___ Record extracts ___

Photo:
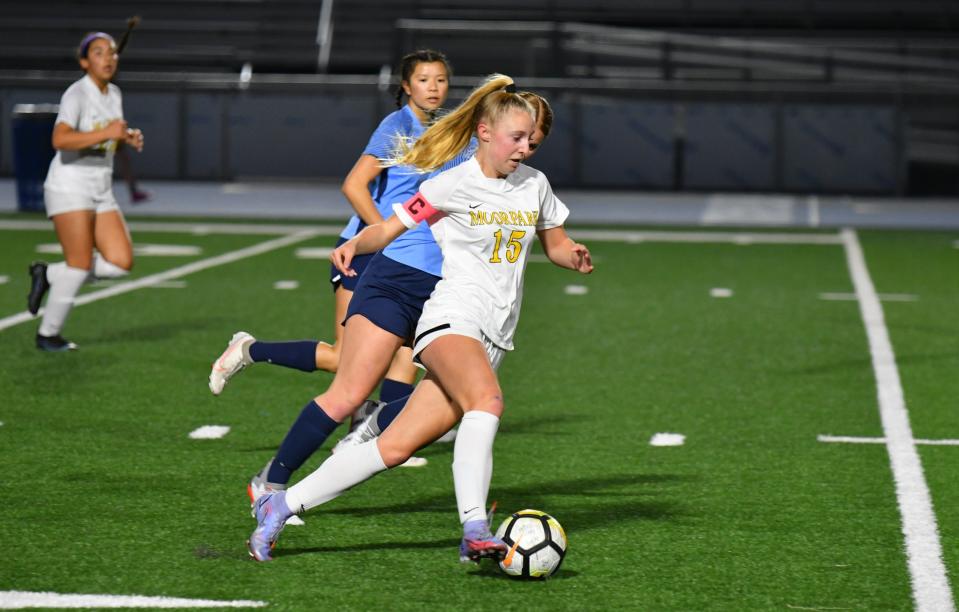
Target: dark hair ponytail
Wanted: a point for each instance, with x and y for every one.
(408, 65)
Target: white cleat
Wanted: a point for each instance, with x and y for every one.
(366, 430)
(230, 362)
(415, 462)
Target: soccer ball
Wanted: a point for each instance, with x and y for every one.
(537, 544)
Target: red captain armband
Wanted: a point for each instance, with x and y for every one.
(418, 208)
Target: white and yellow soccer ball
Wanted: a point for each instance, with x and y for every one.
(537, 544)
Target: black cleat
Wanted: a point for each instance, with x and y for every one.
(55, 344)
(38, 286)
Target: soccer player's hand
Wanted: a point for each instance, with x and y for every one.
(342, 257)
(580, 258)
(134, 138)
(116, 130)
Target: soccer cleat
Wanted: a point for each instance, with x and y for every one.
(478, 543)
(55, 344)
(39, 285)
(231, 361)
(271, 513)
(259, 486)
(367, 428)
(138, 197)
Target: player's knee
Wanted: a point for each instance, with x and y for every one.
(340, 403)
(392, 453)
(490, 401)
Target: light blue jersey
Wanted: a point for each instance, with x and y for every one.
(416, 247)
(395, 184)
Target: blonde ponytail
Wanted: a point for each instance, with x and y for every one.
(449, 135)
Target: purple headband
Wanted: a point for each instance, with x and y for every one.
(89, 38)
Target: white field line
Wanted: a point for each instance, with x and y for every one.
(160, 277)
(198, 229)
(16, 600)
(813, 211)
(883, 297)
(584, 234)
(858, 440)
(930, 586)
(703, 237)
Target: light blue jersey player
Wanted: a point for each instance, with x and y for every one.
(371, 190)
(468, 321)
(381, 319)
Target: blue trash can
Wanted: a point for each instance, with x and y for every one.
(32, 151)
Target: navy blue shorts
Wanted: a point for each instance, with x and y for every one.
(359, 264)
(391, 295)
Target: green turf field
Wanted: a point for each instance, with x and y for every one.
(105, 493)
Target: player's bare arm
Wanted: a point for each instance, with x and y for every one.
(564, 251)
(370, 240)
(356, 188)
(65, 138)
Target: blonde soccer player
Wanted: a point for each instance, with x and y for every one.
(484, 214)
(78, 191)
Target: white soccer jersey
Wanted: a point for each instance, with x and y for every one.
(85, 108)
(484, 227)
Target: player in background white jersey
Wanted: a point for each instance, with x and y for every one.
(483, 214)
(78, 191)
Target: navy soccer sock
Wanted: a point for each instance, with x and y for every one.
(309, 432)
(297, 354)
(390, 412)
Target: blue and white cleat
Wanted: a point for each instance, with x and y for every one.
(478, 543)
(231, 361)
(271, 514)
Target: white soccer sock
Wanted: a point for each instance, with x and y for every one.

___

Instruction - Can you retype every record above exactly, leaving out the pictures?

Solution -
Photo:
Target: dark hair ponytail
Wanted: a point for each instance, with x and y for every one.
(408, 65)
Target: white cleat
Wanted: a point for each instance, with x and y for every one.
(366, 430)
(230, 362)
(415, 462)
Target: soccer ball
Wanted: a point for each instance, with x and y for every one.
(537, 544)
Target: red captain armband
Wanted: a point for each instance, with x and y for every one.
(418, 208)
Target: white and yellow soccer ball
Wanted: a point for each instance, with x and y for every one.
(537, 544)
Target: black cleat
Wanted: a point for each instance, with x and y for every one.
(55, 344)
(38, 286)
Target: soccer player's hand
Wanted: a point for each instance, with x and y for every one.
(342, 257)
(580, 258)
(134, 138)
(116, 130)
Target: soccer cleat
Wanted: a point for each instance, with x and y for every one.
(478, 543)
(55, 344)
(39, 285)
(231, 361)
(271, 513)
(259, 486)
(367, 428)
(138, 197)
Target: player's knee
Wanted: a point for each instance, with x and y for every one.
(340, 403)
(392, 453)
(490, 401)
Target: light blue jersey
Wanted: a point for each instance, with x and y for every one.
(416, 247)
(395, 184)
Target: blonde ponytail
Wanted: a point for each instance, with x and y for every one.
(449, 135)
Target: purple headband
Wanted: a point for each instance, with x and y for every one.
(89, 38)
Target: white field line
Wanted: a point for each instance, with x and y for every one.
(160, 277)
(198, 229)
(16, 600)
(813, 211)
(883, 297)
(584, 234)
(858, 440)
(930, 586)
(703, 237)
Target: light blue jersey player
Wanted: a point for each instance, with x and y for every one.
(371, 190)
(468, 321)
(381, 319)
Target: blue trash can
Wanted: a point for each instance, with x and y for every one.
(32, 151)
Target: navy blue shorts
Wanted: a point for each instance, with x and y for every one.
(359, 264)
(391, 295)
Target: green turf field
Wanted: a point for each instance, with x and y for every one.
(105, 493)
Target: player's bare arm
Wanted: a point for each instance, with x and y for every one.
(564, 251)
(370, 240)
(356, 188)
(65, 138)
Target: blonde soccer player
Wanted: a point for each instance, with x and y for every one.
(484, 214)
(78, 191)
Target: white soccer jersey
Wanted: a point for each instance, with x and y for every one.
(85, 108)
(484, 227)
Target: player in background white jersey
Wanted: a point for each instance, with x and y for every one.
(483, 214)
(78, 191)
Target: navy soccer sock
Wanted: a point for each instance, with x and y for every one.
(309, 432)
(297, 354)
(390, 412)
Target: blue and white cleat
Wanted: a point for each instance, with x and y for every one.
(478, 543)
(231, 361)
(271, 514)
Target: white soccer sock
Wanted: a point for each instance, with x and y for every one.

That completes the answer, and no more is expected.